INSTRUCTION: Copy out all the entries exactly.
______
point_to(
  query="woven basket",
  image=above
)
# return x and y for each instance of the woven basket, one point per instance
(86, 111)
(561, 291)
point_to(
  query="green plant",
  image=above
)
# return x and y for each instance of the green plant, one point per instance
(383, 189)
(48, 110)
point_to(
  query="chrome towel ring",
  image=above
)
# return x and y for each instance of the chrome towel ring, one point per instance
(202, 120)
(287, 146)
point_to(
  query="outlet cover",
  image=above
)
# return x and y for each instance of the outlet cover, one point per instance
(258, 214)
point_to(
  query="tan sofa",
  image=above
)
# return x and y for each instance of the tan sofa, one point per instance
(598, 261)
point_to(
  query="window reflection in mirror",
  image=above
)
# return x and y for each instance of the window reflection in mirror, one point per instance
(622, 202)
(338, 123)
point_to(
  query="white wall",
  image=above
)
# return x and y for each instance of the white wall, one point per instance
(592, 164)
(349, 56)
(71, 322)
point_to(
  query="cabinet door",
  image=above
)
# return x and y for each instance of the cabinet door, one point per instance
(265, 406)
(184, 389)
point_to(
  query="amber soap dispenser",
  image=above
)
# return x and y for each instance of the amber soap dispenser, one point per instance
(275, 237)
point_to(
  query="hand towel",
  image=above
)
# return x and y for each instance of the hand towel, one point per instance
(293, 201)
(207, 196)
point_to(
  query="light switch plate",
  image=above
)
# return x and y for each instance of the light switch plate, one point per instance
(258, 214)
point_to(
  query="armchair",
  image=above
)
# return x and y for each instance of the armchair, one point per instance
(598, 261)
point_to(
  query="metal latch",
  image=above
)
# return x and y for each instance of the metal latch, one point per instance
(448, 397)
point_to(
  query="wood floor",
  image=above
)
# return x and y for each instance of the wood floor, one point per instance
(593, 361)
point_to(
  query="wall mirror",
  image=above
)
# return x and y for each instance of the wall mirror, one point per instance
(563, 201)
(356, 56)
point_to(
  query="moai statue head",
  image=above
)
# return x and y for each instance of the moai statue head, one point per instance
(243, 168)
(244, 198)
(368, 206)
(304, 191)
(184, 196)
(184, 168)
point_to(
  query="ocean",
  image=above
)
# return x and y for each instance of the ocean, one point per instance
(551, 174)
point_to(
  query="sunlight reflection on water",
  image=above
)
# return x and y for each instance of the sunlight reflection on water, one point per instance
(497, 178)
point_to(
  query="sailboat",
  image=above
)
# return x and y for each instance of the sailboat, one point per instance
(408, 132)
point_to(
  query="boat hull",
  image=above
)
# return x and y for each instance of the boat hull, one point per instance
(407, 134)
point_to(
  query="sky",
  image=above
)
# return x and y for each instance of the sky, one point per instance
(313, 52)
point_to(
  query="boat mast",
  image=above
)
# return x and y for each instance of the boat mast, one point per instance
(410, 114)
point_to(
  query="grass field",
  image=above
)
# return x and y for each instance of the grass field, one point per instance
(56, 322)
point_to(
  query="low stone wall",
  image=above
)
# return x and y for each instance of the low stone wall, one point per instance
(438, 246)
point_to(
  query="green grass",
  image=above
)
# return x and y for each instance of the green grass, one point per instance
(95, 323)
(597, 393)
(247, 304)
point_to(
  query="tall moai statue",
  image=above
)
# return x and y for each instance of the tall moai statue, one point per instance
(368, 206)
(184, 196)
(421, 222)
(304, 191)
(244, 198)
______
THE REPLY:
point_to(
  query="woven basket",
  image=above
)
# return x and y for each instance of the woven basket, one point per instance
(86, 111)
(561, 291)
point_to(
  query="green plant",
  image=above
)
# return x and y for each instance of the green plant, one point per instance
(383, 189)
(48, 110)
point_to(
  query="chrome towel ring",
  image=above
)
# return x and y for each instance of the chrome towel ring, one point per instance
(202, 120)
(287, 146)
point_to(
  query="outlet cover",
  image=above
)
# return x and y for each instance of the outlet cover, one point per instance
(258, 214)
point_to(
  query="tan sofa",
  image=above
)
# return x and y for each instance of the tan sofa, one point per instance
(598, 261)
point_to(
  query="window reflection in mirror",
  image=above
)
# return x and y for each instance of the window reflection in mirror, one point per instance
(622, 202)
(338, 123)
point_to(
  query="white wall",
  image=above
)
# return x and y for each instance of the white wall, one point per instance
(592, 164)
(349, 56)
(71, 322)
point_to(
  query="cabinet door",
  image=above
)
# return x and y for each instance of the cabinet door, one point per instance
(265, 406)
(184, 389)
point_to(
  query="amber soap dispenser",
  image=above
)
# return x and y for each instance of the amber soap dispenser, one point per instance
(275, 237)
point_to(
  query="hand towel",
  image=above
)
# return x and y for each instance of the hand towel, one point per instance
(293, 201)
(207, 196)
point_to(
  query="light switch plate",
  image=above
)
# return x and y for each instance of the light switch plate, one point per instance
(258, 214)
point_to(
  query="armchair",
  image=above
)
# return x and y for each instance of the armchair, one point per instance
(598, 261)
point_to(
  query="metal latch",
  image=above
)
# return x and y for each instance of the metal latch, one point per instance
(448, 397)
point_to(
  query="wood floor",
  image=above
)
# return x and y for each instance of the wood floor, one point per instance
(593, 361)
point_to(
  query="wall mirror",
  image=above
)
# return x and y for each instance of the wall mirror, one point per instance
(563, 201)
(356, 56)
point_to(
  query="moai statue head",
  image=above
)
# return x and y for each instance of the moai statue head, one point per instance
(243, 168)
(244, 198)
(368, 206)
(304, 191)
(184, 196)
(184, 168)
point_to(
  query="ocean",
  image=above
)
# return x and y for each instance of the ocean, one point per instance
(551, 174)
point_to(
  query="sunlight reflection on water",
  image=above
)
# return x and y for each instance of the sunlight reflection on water, one point per instance
(497, 178)
point_to(
  query="sailboat",
  image=above
)
# return x and y for each instance of the sailboat, one point per instance
(408, 132)
point_to(
  query="boat hull",
  image=above
)
# return x and y for each instance of the boat hull, one point per instance
(407, 134)
point_to(
  query="sky",
  image=above
)
# return x and y for each instance of the sky, one point per instance
(313, 52)
point_to(
  query="boat mast",
  image=above
)
# return x and y for each instance of the boat mast, one point per instance
(410, 114)
point_to(
  query="grass field",
  image=above
)
# return x and y for each instance of the grass field, one point per instance
(56, 322)
point_to(
  query="low stone wall",
  image=above
)
# return x and y for each instance of the low stone wall, one point per instance
(438, 246)
point_to(
  query="green grass",
  image=above
)
# return x and y for each instance of the green grass, one point per instance
(95, 323)
(597, 393)
(247, 304)
point_to(
  query="tall moai statue",
  image=above
)
# return x and y for each instance of the tall moai statue, one point per instance
(368, 206)
(184, 196)
(421, 222)
(304, 191)
(244, 198)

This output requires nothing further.